## Description of the task
How long does the artificial intelligence article estimate strong AI equal to about 95% human complexity may take?

## Supplied passage
Artificial Intelligence
 

 

Artificial Intelligence

By Peter Gransee     11/25/06 PM

For the past 50 years or so, people have been saying that strong AI is coming soon. But it hasn’t yet. The problem is likely more complicated than we originally thought. However, we understand more about it each day and we will eventually be able to develop strong AI. 

 

Strong AI equal to about 95% human complexity may take 30-50 years. 100% or more will take much longer.

 

Complexity can be measured by various means including the size of the undeveloped construct when an ideal compression algorithm (DNA?) is applied. Another way of measuring complexity is the number of functions it can produce in a standard enviroment.

 

“Undeveloped” meaning not having been exposed as an uncompressed construct to the world around us. This precludes the years of experience that an adult has acquired.

 

It would be difficult and risky for the machine to become more complex than humans. Building a system that could evolve (in the popular sense of evolution) would likely lead to that system's demise due to noise. However, even with these limits there is a lot of room for useful machines.

 

There are multiple paths to produce AI. Two common methods are neural networks and expert systems.

 

Neural networks are more adaptable than expert systems but require more complexity. Expert systems are more affordable for applications that don’t require a high amount of adaptability.

 

1/10/2008

"A bird is an instrument working according to a mathematical law," wrote Da Vinci. "It lies within the power of man to make this instrument with all its motions."

"If the human mind was simple enough to understand, we would be too simple to understand it. " - Emerson Pugh

Of course, there is something to be said for teamwork and "pretty darn close". In fact, artificial products often lack the complexity of that thing it emulates but nevertheless in somes cases exceed the capabilities of the original in some narrow but very useful way.

--

The 95/5 rule as applies to cognitive computing

This "rule" estimates that 95% of the applications require 5% of the complexity and visa versa. Essentially, there appears to be a steeply rising curve of complexity as you add more applications. Not all it lost however. This curve does open the door for expert systems. Using a "black box" approach, you can simulate most of the in/out relationships using a much less complex system of rules. It should be said though, that even this, "simple rule set" is quite mind boggling.  IE, coming up with this 5% of artificial complexity will take say 1000% of a given individual's natural complexity. But then when completed, you can hit the "copy" button.

## Record excerpts
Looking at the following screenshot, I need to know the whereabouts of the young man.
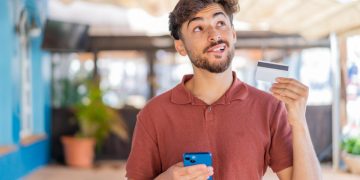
[126,0,321,180]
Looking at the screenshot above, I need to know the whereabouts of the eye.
[194,26,202,32]
[217,21,226,26]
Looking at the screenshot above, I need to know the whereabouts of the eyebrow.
[187,12,226,28]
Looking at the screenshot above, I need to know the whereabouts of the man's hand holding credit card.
[255,61,289,83]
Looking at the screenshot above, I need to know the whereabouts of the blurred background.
[0,0,360,180]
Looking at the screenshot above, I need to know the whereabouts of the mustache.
[203,39,229,53]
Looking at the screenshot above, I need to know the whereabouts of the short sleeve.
[126,112,161,180]
[269,102,293,172]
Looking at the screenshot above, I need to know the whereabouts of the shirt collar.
[171,72,248,105]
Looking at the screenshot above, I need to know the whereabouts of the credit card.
[255,61,289,83]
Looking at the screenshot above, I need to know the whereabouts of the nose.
[208,30,221,42]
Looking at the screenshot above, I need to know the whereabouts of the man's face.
[175,4,236,73]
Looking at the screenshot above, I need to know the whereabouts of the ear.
[232,26,237,43]
[174,40,187,56]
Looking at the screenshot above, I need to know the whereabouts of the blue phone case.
[183,152,212,180]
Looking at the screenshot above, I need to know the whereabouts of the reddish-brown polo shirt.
[126,73,292,180]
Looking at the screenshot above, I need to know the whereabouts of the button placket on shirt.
[205,106,214,121]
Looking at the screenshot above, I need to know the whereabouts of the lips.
[207,43,226,53]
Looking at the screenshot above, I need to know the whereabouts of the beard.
[186,40,235,73]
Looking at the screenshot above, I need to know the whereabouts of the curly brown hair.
[169,0,239,40]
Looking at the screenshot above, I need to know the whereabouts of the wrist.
[290,119,308,132]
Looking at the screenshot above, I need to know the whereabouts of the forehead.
[190,3,226,19]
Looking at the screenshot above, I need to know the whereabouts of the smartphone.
[183,152,212,180]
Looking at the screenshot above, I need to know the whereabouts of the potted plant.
[61,80,129,168]
[341,136,360,174]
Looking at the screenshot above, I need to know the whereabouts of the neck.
[185,67,233,105]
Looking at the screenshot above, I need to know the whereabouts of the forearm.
[292,121,322,180]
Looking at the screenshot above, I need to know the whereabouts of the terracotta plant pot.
[61,136,95,168]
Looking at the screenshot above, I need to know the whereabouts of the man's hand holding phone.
[155,162,214,180]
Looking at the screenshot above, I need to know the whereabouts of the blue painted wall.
[0,0,51,180]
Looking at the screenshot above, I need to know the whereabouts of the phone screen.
[183,152,212,180]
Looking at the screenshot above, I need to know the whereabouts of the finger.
[272,83,305,96]
[174,162,184,167]
[188,167,214,179]
[270,87,301,100]
[180,164,209,178]
[273,93,294,105]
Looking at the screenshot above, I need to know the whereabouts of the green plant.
[341,137,360,155]
[73,80,129,148]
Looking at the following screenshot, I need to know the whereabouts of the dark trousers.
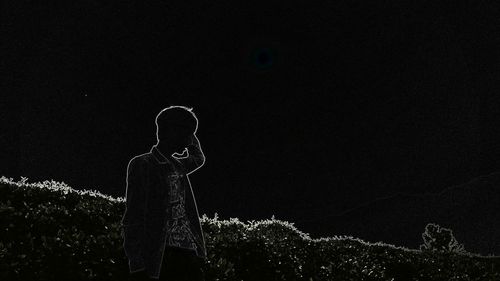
[130,247,205,281]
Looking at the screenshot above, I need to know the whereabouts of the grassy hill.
[0,177,500,281]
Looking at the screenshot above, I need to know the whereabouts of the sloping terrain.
[299,172,500,255]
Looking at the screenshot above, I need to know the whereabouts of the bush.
[420,223,467,254]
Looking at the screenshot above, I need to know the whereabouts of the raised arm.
[176,134,205,175]
[122,159,146,273]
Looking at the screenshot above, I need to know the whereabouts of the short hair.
[155,105,198,140]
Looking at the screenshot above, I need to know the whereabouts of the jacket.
[121,136,207,279]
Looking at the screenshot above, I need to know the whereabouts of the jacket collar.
[151,144,173,164]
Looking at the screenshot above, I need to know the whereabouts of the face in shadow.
[158,127,191,155]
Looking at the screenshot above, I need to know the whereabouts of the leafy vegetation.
[0,177,500,281]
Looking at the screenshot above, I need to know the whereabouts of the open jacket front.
[121,137,207,279]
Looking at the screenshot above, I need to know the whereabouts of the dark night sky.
[0,0,500,236]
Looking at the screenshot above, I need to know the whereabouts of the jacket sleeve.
[177,135,205,175]
[122,159,147,273]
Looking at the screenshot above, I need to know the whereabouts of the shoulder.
[128,152,152,166]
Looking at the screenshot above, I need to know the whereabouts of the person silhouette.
[121,106,207,281]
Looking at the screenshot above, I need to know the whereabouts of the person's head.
[155,105,198,151]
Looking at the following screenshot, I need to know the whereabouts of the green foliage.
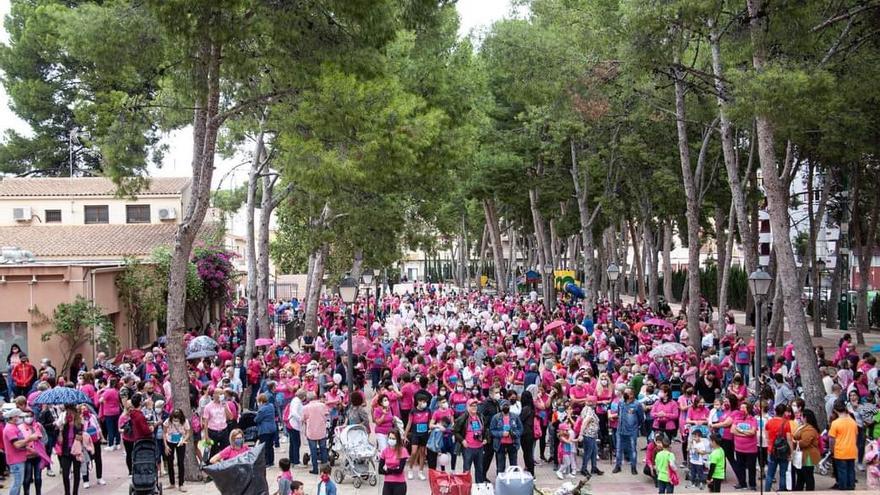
[40,295,119,370]
[116,258,168,345]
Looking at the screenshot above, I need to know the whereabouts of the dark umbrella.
[34,387,95,409]
[186,335,220,354]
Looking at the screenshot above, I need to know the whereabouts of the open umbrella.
[648,342,687,358]
[544,320,565,332]
[645,318,672,329]
[186,349,217,359]
[186,335,219,354]
[113,349,144,364]
[34,387,95,409]
[254,337,275,347]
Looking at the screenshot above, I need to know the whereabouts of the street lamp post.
[749,267,773,495]
[605,262,620,320]
[544,263,556,316]
[339,276,358,397]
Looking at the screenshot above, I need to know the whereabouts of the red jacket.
[129,409,153,441]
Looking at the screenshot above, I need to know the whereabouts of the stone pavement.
[29,439,866,495]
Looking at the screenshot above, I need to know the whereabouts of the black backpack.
[773,435,791,460]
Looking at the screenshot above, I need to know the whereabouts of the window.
[83,205,110,224]
[125,205,150,223]
[46,210,61,223]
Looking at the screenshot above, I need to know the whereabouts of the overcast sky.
[0,0,511,188]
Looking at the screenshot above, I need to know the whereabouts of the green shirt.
[654,450,675,483]
[709,447,727,480]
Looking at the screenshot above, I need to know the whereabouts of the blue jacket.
[617,401,645,436]
[254,402,278,435]
[489,413,522,451]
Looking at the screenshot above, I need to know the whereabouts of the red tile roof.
[0,177,191,197]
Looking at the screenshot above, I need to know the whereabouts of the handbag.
[495,466,535,495]
[474,483,495,495]
[428,428,443,452]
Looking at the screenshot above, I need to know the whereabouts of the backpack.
[773,435,791,460]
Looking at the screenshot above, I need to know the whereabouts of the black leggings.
[794,466,816,492]
[58,454,81,495]
[122,440,134,476]
[382,481,406,495]
[163,443,186,486]
[24,457,43,495]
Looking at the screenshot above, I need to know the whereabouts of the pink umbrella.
[645,318,672,329]
[351,335,372,354]
[544,320,565,331]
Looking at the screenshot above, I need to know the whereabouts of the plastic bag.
[202,443,269,495]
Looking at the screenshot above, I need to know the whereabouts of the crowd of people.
[0,285,880,495]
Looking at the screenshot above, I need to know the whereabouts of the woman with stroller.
[162,408,192,492]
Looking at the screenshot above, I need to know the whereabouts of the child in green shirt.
[709,434,727,493]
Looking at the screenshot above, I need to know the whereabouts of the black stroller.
[128,439,162,495]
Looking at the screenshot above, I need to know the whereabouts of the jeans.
[287,428,302,466]
[581,437,599,473]
[614,433,638,467]
[58,454,81,495]
[495,443,516,474]
[834,459,856,490]
[258,433,275,468]
[165,443,186,487]
[309,438,327,474]
[104,414,121,447]
[462,447,486,483]
[764,455,792,492]
[9,462,25,495]
[24,457,43,495]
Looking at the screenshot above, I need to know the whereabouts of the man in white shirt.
[284,389,306,466]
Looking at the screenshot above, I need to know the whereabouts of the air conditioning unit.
[12,206,32,222]
[159,208,177,220]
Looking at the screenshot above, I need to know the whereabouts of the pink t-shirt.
[3,423,27,465]
[379,447,409,483]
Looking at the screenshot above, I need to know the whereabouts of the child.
[688,428,709,490]
[318,464,336,495]
[275,457,293,495]
[708,434,727,493]
[556,423,577,479]
[654,433,675,494]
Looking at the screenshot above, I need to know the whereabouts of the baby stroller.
[333,425,379,488]
[128,439,162,495]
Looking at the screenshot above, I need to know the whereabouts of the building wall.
[0,196,183,225]
[0,264,138,374]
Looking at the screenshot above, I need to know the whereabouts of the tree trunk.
[166,38,221,480]
[663,219,672,304]
[674,64,702,345]
[483,199,507,293]
[569,141,598,311]
[746,0,827,427]
[244,133,263,356]
[709,19,758,273]
[716,202,736,332]
[825,240,843,328]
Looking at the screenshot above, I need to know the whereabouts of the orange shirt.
[828,415,859,460]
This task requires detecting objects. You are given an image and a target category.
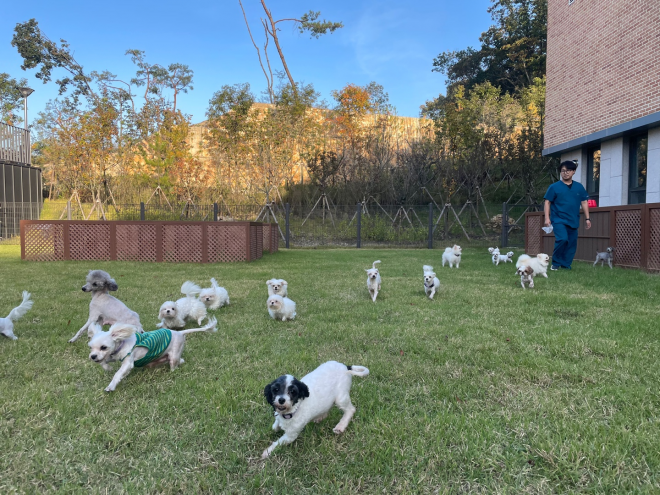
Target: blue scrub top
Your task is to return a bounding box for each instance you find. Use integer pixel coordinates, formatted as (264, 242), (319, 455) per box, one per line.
(543, 181), (589, 229)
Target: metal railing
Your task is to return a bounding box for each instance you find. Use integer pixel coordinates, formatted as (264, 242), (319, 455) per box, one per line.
(0, 122), (32, 165)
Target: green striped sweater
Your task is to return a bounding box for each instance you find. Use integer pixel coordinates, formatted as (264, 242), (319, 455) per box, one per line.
(124, 328), (172, 368)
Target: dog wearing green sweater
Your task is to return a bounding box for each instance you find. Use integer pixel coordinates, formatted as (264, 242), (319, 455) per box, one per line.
(87, 318), (217, 392)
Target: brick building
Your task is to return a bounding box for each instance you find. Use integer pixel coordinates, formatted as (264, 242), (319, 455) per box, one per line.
(543, 0), (660, 206)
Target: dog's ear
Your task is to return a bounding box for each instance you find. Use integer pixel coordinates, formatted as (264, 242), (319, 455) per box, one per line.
(110, 323), (137, 342)
(264, 382), (275, 406)
(293, 378), (309, 399)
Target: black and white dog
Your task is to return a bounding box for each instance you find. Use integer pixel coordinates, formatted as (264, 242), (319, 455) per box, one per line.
(261, 361), (369, 459)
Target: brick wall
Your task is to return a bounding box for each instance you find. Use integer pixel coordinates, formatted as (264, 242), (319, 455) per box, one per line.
(544, 0), (660, 148)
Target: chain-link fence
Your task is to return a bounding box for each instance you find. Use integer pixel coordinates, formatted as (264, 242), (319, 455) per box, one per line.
(0, 201), (538, 249)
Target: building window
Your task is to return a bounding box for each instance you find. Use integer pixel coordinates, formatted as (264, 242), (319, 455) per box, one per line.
(587, 147), (600, 204)
(628, 134), (649, 205)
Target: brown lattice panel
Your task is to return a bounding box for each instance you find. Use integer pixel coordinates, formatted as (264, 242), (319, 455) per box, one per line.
(69, 223), (110, 260)
(163, 223), (202, 263)
(23, 224), (64, 261)
(646, 208), (660, 271)
(116, 224), (158, 261)
(525, 215), (543, 256)
(614, 209), (642, 267)
(207, 222), (247, 263)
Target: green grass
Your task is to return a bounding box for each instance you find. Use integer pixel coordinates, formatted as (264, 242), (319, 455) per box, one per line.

## Expected answer
30-50 years.